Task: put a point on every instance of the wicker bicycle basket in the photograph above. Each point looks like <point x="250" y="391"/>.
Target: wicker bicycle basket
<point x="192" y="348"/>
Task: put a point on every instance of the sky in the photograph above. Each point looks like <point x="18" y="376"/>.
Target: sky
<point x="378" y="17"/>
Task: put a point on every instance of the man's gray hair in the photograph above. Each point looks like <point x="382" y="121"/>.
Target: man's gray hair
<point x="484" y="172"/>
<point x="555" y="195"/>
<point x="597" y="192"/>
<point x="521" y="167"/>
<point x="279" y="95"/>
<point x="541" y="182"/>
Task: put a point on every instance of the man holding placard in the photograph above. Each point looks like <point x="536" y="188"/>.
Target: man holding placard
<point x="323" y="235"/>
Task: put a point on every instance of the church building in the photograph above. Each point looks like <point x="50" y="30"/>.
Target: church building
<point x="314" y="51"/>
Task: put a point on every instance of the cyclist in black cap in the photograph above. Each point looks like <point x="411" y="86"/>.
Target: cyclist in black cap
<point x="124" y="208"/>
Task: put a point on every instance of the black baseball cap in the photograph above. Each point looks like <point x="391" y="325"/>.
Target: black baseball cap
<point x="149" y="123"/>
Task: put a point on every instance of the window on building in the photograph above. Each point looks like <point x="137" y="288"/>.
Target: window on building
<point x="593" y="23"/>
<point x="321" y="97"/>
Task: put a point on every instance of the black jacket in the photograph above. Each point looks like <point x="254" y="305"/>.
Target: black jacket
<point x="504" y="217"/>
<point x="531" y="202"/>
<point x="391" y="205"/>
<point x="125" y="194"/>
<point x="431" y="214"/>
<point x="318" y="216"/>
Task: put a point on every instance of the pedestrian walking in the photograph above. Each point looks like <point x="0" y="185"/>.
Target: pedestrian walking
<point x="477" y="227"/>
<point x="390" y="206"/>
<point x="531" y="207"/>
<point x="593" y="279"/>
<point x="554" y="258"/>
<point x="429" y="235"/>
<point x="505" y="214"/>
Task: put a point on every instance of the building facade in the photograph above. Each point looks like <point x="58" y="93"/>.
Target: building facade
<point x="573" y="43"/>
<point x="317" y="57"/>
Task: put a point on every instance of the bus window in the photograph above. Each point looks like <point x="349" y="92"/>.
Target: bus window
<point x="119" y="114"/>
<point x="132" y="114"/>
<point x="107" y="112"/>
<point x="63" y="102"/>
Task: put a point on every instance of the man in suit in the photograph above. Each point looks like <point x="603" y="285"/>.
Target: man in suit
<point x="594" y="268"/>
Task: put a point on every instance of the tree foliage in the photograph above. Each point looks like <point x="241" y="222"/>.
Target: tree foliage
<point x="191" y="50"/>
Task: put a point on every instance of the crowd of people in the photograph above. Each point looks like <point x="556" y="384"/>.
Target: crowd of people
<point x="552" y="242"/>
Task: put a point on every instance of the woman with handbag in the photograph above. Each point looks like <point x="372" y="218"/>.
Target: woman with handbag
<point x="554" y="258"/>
_ _ _ _ _ _ _
- [Brief]: Write out all the lines again, exactly as they are.

- [Solution for this problem]:
Task: put a point on every instance of the wicker bicycle basket in the photograph above. Each point looks like <point x="250" y="391"/>.
Target: wicker bicycle basket
<point x="192" y="348"/>
Task: put a point on every instance of the sky in the photograph above. Each point looks like <point x="18" y="376"/>.
Target: sky
<point x="378" y="17"/>
Task: put a point on every instance of the man's gray hair in the photograph above. Each point looks like <point x="382" y="121"/>.
Target: man's gray hair
<point x="484" y="172"/>
<point x="555" y="195"/>
<point x="597" y="192"/>
<point x="521" y="167"/>
<point x="279" y="95"/>
<point x="541" y="182"/>
Task: put a point on every instance of the man holding placard in the photograph above. Each point looks like <point x="536" y="188"/>.
Target: man holding placard
<point x="323" y="235"/>
Task: put a point on every instance of the church building in the photograph above. Each point looks like <point x="50" y="30"/>.
Target: church building
<point x="314" y="51"/>
Task: put a point on every instance of the cyclist in black cap in the photograph above. Each point looks like <point x="411" y="86"/>.
Target: cyclist in black cap
<point x="124" y="208"/>
Task: put a point on every instance of the black baseball cap in the photograph above. Each point looks like <point x="391" y="325"/>.
Target: black baseball cap
<point x="149" y="123"/>
Task: put a point on every instance of the window on building in the photograph above. Each point looks like <point x="137" y="288"/>.
Target: window on building
<point x="593" y="23"/>
<point x="321" y="97"/>
Task: put a point on every instance of the black jacket in the photograph above. Each point looks like <point x="254" y="305"/>.
Target: black jacket
<point x="504" y="217"/>
<point x="531" y="202"/>
<point x="391" y="205"/>
<point x="125" y="194"/>
<point x="431" y="214"/>
<point x="318" y="216"/>
Task: put a point on every instance of the pedestrian walking in the photograph above. Each point looks like <point x="0" y="185"/>.
Target: pedestrian walking
<point x="477" y="227"/>
<point x="390" y="206"/>
<point x="531" y="207"/>
<point x="593" y="279"/>
<point x="554" y="258"/>
<point x="429" y="235"/>
<point x="505" y="214"/>
Task: put a point on every instance of the building facade in the photograph above. Each point looks like <point x="58" y="93"/>.
Target: building facade
<point x="573" y="43"/>
<point x="317" y="57"/>
Task: put a point on every instance of the bus window in the photograph above. Each point looks like <point x="349" y="92"/>.
Target: bus window
<point x="119" y="114"/>
<point x="132" y="114"/>
<point x="107" y="112"/>
<point x="63" y="102"/>
Task: put a point on every instance of the man in suit in the photograph above. Each point looks like <point x="603" y="285"/>.
Target: man in suit
<point x="594" y="268"/>
Task: put a point on every instance of the tree foliage in the photograph above. Each point looks like <point x="241" y="222"/>.
Target: tree foliage
<point x="191" y="50"/>
Task: put a point on every instance of the crowd of people in the photograph above. Each point looks like <point x="556" y="384"/>.
Target: crowd of people
<point x="552" y="242"/>
Task: put a point on every instance of the woman with handbag in the photograph above. Each point looks like <point x="372" y="218"/>.
Target: woman with handbag
<point x="554" y="258"/>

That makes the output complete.